A run of records ->
- - -

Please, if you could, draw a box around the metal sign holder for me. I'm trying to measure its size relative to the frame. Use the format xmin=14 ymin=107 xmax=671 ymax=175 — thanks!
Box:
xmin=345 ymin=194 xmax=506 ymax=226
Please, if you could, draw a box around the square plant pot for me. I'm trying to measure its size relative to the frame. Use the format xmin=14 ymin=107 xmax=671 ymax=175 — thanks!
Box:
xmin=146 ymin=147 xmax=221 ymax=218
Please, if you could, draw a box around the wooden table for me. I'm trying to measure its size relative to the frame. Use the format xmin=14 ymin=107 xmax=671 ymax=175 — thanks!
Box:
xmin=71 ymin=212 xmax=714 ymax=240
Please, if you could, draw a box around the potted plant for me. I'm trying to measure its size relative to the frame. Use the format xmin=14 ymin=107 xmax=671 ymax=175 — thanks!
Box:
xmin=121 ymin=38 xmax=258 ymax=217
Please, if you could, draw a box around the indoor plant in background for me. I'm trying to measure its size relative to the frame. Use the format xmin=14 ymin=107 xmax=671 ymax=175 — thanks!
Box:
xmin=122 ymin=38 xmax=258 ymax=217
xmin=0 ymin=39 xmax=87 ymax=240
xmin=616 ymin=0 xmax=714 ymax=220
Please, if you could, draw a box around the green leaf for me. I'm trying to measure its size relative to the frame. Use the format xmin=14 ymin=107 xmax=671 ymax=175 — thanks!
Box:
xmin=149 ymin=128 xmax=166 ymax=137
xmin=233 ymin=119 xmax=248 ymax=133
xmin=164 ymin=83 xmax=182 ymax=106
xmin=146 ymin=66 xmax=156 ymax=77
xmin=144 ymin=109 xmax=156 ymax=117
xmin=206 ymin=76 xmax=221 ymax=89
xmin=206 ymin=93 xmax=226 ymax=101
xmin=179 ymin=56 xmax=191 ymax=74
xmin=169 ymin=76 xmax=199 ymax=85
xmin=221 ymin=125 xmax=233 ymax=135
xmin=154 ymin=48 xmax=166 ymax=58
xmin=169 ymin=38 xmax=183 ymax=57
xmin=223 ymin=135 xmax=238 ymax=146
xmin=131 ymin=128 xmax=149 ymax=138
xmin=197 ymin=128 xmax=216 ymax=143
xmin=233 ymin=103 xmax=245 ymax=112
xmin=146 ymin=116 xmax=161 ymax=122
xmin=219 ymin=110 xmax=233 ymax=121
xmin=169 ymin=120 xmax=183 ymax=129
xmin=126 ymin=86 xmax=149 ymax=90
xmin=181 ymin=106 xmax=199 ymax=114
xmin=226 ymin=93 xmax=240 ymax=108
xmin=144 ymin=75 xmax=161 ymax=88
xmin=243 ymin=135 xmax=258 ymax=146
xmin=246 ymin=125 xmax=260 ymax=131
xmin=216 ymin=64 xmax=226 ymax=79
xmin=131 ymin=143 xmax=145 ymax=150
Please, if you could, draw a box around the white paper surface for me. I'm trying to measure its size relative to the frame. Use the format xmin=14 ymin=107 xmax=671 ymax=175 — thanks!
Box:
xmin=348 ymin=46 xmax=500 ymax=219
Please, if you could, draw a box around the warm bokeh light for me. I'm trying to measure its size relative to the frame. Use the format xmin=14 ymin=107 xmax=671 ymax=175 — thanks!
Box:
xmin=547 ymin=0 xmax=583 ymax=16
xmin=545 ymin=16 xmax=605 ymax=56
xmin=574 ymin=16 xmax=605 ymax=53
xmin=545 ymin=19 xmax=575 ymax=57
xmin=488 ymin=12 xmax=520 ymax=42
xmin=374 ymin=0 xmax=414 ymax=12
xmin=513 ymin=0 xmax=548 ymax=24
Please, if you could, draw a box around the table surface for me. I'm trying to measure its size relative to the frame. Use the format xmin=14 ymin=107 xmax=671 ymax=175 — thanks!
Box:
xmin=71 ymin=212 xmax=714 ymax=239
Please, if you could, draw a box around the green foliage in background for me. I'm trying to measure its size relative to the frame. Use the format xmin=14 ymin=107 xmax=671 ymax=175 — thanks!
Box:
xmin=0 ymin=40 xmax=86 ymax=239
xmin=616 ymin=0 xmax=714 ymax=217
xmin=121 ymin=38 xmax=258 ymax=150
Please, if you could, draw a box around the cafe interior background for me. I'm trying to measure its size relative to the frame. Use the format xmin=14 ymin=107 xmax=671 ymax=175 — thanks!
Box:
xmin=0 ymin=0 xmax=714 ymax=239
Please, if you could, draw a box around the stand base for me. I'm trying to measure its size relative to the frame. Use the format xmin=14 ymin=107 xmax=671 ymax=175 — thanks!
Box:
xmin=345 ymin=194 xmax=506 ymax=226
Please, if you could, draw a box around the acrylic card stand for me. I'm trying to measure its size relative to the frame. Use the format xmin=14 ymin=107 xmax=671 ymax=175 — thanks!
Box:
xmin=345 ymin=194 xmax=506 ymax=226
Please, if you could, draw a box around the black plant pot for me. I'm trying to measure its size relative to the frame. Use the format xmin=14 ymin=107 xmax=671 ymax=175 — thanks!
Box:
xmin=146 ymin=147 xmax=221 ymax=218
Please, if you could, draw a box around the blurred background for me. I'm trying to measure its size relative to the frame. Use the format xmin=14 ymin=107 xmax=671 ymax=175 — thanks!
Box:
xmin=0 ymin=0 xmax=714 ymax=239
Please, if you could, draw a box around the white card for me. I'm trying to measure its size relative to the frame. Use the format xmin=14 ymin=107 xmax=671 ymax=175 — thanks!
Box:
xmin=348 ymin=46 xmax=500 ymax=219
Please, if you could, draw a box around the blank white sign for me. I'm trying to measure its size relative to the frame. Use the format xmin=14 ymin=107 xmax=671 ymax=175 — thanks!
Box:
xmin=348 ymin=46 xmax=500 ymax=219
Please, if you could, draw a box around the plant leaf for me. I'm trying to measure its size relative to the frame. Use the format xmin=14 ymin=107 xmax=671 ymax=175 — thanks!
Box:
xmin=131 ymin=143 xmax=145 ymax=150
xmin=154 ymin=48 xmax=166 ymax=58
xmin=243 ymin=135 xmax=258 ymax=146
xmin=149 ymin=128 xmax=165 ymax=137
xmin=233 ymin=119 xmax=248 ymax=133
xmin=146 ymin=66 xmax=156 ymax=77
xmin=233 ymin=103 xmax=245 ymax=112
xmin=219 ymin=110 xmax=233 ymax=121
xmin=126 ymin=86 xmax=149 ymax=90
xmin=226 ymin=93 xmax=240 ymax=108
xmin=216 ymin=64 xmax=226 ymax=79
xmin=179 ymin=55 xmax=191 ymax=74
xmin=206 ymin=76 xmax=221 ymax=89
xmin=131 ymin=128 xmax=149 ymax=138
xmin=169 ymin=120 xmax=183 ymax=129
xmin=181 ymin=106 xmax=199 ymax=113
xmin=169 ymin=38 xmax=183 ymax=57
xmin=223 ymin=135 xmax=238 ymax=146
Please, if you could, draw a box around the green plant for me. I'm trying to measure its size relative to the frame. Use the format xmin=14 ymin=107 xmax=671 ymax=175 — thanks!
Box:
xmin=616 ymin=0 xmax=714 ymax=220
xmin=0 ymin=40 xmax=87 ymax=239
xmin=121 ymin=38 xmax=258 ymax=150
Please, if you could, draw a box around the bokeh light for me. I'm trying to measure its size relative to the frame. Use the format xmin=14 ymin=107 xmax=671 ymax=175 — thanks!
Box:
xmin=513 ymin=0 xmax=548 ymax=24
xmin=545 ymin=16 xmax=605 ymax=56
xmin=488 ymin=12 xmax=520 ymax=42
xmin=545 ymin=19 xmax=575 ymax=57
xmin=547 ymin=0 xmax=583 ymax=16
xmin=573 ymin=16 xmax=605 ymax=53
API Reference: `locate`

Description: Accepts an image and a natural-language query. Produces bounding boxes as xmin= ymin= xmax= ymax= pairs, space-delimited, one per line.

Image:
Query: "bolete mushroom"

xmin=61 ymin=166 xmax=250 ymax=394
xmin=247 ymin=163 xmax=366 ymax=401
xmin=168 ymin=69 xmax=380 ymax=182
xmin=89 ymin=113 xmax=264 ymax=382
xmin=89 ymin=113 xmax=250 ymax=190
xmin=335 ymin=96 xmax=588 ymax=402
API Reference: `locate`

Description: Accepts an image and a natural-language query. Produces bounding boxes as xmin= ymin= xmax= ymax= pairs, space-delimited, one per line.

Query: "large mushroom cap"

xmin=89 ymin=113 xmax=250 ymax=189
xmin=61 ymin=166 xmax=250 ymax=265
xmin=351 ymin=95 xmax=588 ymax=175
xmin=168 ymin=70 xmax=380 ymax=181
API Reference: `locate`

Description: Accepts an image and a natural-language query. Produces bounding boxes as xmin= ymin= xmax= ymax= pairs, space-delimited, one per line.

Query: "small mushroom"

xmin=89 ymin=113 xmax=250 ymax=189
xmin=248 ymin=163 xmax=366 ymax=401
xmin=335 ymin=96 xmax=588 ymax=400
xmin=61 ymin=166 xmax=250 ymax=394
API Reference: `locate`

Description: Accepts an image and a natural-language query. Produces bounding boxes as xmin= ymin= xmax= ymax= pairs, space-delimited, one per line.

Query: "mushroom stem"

- - -

Count how many lines in the records above contain the string "mushroom", matching case exactly. Reply with the number alone.

4